» Exercises to complete
1 – Please revise the comments on vocational training from "We definitely need" through "will increase immensely.", putting "language class" in place of "language course".
2 – In the comments on vocational training, what does Gias Alam say the young generation wants?
[start Text]
21 Responses to “Training the Emons of Bangladesh”

  1. Gias Alam

    The youth too is to be blamed Mr writer. If they had raised the issue and demanded vocational training be introduced in educational institutions, there is every possibility that the government would have paid heed. But No! All this young generation wants is easy money; so getting into politics or anti-social or criminal activities is far lucrative than learning to do something constructive.

  2. tT

    We definitely need vocational training. What we also need take is language course. just imagine how productive the madrassah students will be if they learn to communicate in Arabic. the demand of our workers in the Arab countries will increase immensely.

  3. Didar Ali

    our education system has gone down the drain anyway. the only way to survive us is give us training. training to do things so that we can find jobs.
[end Text]
[start Entries]
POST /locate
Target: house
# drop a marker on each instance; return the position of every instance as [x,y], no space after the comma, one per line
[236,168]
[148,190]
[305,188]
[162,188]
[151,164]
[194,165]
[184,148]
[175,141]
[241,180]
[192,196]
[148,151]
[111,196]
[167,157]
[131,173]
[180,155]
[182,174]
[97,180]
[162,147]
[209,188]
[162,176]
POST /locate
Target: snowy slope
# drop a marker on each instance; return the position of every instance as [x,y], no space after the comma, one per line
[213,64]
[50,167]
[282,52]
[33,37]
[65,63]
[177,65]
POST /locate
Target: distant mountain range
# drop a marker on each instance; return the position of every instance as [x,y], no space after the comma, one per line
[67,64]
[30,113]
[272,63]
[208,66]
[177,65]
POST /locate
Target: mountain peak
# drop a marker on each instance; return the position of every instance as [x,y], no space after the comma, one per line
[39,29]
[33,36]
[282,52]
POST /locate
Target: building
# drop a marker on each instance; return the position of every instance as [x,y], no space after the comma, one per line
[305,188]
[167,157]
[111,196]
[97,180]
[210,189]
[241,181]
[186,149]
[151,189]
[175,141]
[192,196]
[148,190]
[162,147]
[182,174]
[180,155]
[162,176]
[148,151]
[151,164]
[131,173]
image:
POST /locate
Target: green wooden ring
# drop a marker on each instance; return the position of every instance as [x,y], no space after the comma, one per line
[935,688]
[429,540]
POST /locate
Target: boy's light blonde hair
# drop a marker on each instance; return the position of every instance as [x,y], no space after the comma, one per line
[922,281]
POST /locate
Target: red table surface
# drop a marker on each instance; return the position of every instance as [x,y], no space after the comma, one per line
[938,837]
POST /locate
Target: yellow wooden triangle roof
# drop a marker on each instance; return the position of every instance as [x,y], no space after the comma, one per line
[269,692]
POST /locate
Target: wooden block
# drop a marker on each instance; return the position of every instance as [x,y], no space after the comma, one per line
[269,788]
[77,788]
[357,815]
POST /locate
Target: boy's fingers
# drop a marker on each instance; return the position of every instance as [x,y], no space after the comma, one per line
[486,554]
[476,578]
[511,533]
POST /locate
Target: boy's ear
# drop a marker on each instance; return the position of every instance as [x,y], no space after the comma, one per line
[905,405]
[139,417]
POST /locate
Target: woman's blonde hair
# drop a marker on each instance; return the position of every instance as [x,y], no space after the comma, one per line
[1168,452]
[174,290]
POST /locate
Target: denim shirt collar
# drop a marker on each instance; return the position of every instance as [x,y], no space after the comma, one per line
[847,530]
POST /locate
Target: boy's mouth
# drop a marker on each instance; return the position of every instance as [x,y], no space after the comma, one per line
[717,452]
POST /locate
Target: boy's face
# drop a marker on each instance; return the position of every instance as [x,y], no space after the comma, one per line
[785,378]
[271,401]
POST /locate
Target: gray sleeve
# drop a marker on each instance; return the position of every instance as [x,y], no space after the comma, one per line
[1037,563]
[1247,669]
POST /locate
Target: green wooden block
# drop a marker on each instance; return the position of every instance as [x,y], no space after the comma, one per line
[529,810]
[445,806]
[end Entries]
» Results by task
1 –
We definitely need vocational training. What we also need take is language class. just imagine how productive the madrassah students will be if they learn to communicate in Arabic. the demand of our workers in the Arab countries will increase immensely.

2 – Easy money.